G.R. No. 19259

GENERAL TRAVEL SERVICE, LTD., PETITIONER AND APPELLANT, VS. EDILBERTO Y. DAVID, PERSONALLY AND AS COLLECTOR OF CUSTOMS OF THE MANILA INTERNATIONAL AIRPORT, RESPONDENT AND APPELLEE. D E C I S I O N

[ G.R. No. 19259. September 23, 1966 ] 124 Phil. 625; 64 OG 3754 (April, 1968)

[ G.R. No. 19259. September 23, 1966 ]

GENERAL TRAVEL SERVICE, LTD., PETITIONER AND APPELLANT, VS. EDILBERTO Y. DAVID, PERSONALLY AND AS COLLECTOR OF CUSTOMS OF THE MANILA INTERNATIONAL AIRPORT, RESPONDENT AND APPELLEE. D E C I S I O N

MAKALINTAL, J.:

This is an appeal from the decision of the Court of First Instance of Rizal dismissing the petition for prohibition and mandamus filed by General Travel Service, Ltd., against Edilberto Y. David, in his private capacity and as Collector of Customs at the Manila International Airport.

- Data excerpts -
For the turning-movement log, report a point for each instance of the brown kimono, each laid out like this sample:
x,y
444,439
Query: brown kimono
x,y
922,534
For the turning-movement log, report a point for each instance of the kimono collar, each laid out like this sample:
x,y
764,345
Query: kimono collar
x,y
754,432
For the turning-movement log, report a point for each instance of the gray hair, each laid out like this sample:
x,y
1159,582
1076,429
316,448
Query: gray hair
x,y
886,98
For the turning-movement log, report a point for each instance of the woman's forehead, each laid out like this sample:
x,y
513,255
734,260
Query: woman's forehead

---

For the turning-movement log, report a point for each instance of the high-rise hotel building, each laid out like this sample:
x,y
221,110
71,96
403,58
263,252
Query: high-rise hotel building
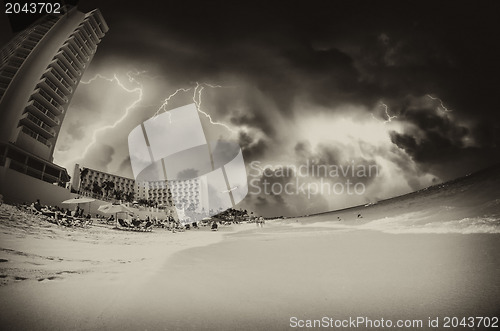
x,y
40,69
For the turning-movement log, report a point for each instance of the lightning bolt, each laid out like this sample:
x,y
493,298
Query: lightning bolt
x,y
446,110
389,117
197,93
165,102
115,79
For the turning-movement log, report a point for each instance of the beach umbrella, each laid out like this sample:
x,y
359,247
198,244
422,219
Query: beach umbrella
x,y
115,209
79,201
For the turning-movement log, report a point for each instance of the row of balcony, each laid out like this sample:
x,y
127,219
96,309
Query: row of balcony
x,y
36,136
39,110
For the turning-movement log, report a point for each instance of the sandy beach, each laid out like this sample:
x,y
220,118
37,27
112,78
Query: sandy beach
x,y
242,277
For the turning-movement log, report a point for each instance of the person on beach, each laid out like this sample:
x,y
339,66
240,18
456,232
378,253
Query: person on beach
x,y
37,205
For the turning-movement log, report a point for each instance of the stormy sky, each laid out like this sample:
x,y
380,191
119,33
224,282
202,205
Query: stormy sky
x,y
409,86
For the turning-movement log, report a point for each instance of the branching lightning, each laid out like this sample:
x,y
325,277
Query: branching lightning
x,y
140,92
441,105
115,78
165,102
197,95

* * *

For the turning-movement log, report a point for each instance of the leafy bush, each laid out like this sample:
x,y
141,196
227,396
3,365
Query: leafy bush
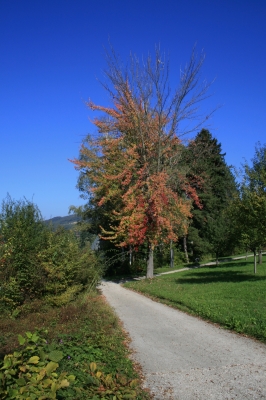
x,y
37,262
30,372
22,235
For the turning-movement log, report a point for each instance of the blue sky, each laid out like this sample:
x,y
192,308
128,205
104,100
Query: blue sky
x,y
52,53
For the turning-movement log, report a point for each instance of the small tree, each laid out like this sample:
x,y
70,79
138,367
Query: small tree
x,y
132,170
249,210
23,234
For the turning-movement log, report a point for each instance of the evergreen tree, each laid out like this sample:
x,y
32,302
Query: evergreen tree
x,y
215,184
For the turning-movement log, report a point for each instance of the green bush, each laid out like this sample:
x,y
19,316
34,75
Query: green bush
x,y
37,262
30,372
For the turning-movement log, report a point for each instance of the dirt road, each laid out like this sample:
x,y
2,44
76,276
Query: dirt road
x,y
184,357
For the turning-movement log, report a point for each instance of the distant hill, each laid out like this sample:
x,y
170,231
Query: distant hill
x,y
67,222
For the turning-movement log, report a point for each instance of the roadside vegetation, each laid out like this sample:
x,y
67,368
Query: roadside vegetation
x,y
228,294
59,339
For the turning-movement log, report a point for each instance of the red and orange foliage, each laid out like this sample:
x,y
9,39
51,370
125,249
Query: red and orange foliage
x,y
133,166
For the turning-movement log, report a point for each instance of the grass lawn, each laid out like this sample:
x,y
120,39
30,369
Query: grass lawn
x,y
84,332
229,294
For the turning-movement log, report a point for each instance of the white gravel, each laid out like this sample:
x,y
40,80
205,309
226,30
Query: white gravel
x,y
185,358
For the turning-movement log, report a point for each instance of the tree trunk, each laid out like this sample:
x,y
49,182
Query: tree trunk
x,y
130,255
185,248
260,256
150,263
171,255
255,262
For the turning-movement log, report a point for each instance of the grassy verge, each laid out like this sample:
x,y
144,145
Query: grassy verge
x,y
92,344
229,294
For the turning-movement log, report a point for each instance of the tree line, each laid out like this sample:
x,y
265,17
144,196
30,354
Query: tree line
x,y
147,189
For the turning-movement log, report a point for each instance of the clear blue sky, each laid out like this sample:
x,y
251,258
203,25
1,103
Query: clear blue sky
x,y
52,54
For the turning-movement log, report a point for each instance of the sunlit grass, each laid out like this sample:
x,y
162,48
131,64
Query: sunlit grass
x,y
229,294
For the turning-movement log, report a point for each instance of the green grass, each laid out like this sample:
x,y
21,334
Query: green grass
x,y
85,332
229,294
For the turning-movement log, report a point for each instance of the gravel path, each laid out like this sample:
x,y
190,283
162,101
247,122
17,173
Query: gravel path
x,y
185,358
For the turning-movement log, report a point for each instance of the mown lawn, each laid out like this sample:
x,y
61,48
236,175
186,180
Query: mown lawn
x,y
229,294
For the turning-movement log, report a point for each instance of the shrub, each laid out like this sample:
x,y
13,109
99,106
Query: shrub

- Exercise -
From the General Travel Service court decision above, copy the text between "[ G.R. No. 19259. September 23, 1966 ] 124" and "Manila International Airport.", inclusive, word for word.

- Result for this exercise -
[ G.R. No. 19259. September 23, 1966 ] 124 Phil. 625; 64 OG 3754 (April, 1968)

[ G.R. No. 19259. September 23, 1966 ]

GENERAL TRAVEL SERVICE, LTD., PETITIONER AND APPELLANT, VS. EDILBERTO Y. DAVID, PERSONALLY AND AS COLLECTOR OF CUSTOMS OF THE MANILA INTERNATIONAL AIRPORT, RESPONDENT AND APPELLEE. D E C I S I O N

MAKALINTAL, J.:

This is an appeal from the decision of the Court of First Instance of Rizal dismissing the petition for prohibition and mandamus filed by General Travel Service, Ltd., against Edilberto Y. David, in his private capacity and as Collector of Customs at the Manila International Airport.